| Task requirements |
1. Translate the sentence "It travels with me across platforms." from the passage on the Faust Baseline into French.
2. According to the passage on the Faust Baseline, over what period of time was the framework built?

| Selected text |
Who is this system operating for?
Not in a conspiracy sense. In a plain, practical sense. When you open ChatGPT or Claude or Gemini or whatever platform you have chosen and you type your problem into the box, the system that answers you was built by an organization with its own interests, its own incentives, its own definitions of helpfulness. Those definitions are not the same as yours. They do not have to be. The organization built what it built for reasons that make sense to them. That is not a criticism. That is a fact.
The question is whether you have anything between you and that system that represents your interests specifically. Not the organization’s definition of helpful. Yours.
Most people have nothing. They have a prompt.
The Faust Baseline is not a prompt. It is not a library of clever questions. It is not a patch.
It is a behavioral governance framework. It is a standard — a written, documented, operator-ratified standard — for how AI systems behave when they are working with me. It was built over thirteen months through documented operational dialogue. It travels with me across platforms. It does not live inside any one AI system. It does not require any AI company to implement it. It does not need anyone’s permission.

| Extracted records |
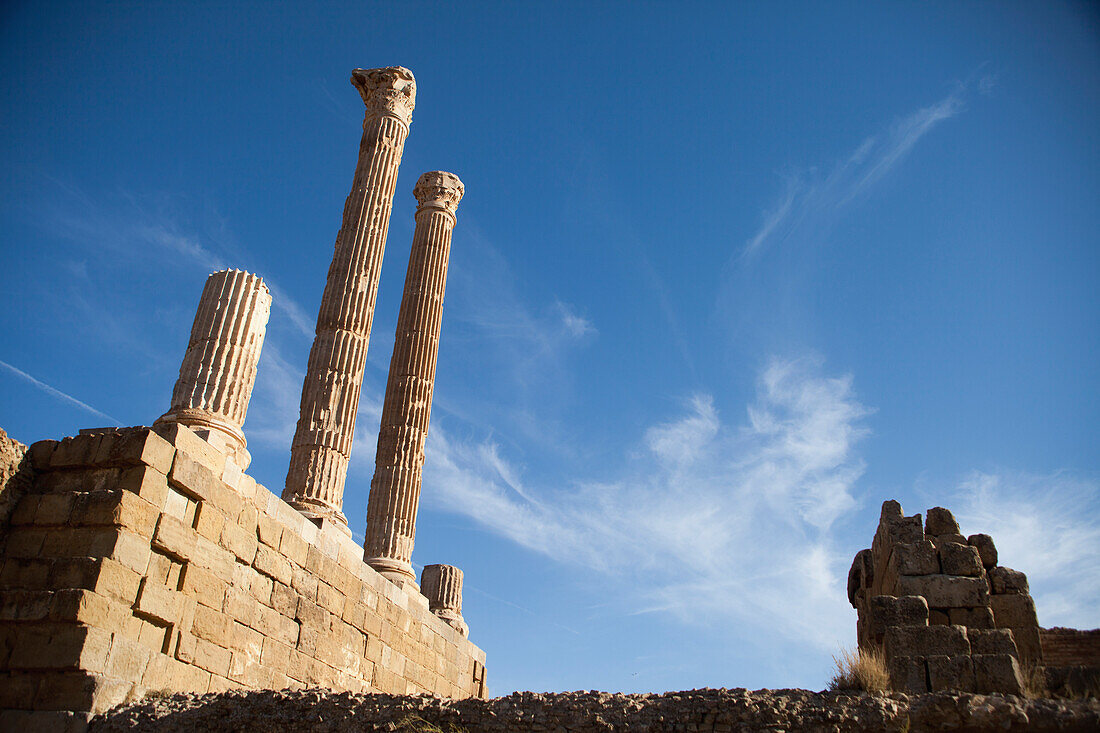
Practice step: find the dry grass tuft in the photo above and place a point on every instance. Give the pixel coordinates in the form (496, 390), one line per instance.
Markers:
(860, 669)
(417, 724)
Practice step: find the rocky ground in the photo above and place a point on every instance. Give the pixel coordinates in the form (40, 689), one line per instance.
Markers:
(320, 711)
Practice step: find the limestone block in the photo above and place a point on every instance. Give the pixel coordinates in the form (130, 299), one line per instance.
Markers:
(1013, 611)
(986, 549)
(128, 659)
(293, 547)
(991, 641)
(174, 538)
(945, 591)
(61, 646)
(240, 542)
(979, 617)
(209, 522)
(80, 690)
(25, 511)
(1030, 644)
(199, 481)
(268, 531)
(25, 604)
(54, 509)
(914, 559)
(76, 451)
(270, 562)
(950, 674)
(941, 522)
(185, 440)
(860, 575)
(956, 559)
(202, 586)
(925, 642)
(242, 606)
(114, 580)
(997, 673)
(132, 446)
(158, 602)
(1007, 580)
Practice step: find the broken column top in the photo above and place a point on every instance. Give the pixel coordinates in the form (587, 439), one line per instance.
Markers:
(386, 91)
(438, 189)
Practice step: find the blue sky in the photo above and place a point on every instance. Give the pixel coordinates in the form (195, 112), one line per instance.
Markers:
(725, 277)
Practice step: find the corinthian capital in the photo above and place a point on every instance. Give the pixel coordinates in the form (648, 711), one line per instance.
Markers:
(438, 189)
(389, 90)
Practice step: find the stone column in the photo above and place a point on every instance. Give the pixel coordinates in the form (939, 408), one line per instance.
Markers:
(442, 586)
(219, 370)
(395, 490)
(321, 446)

| Task-by-task answers |
1. Il m'accompagne d'une plateforme à l'autre.

2. Over thirteen months.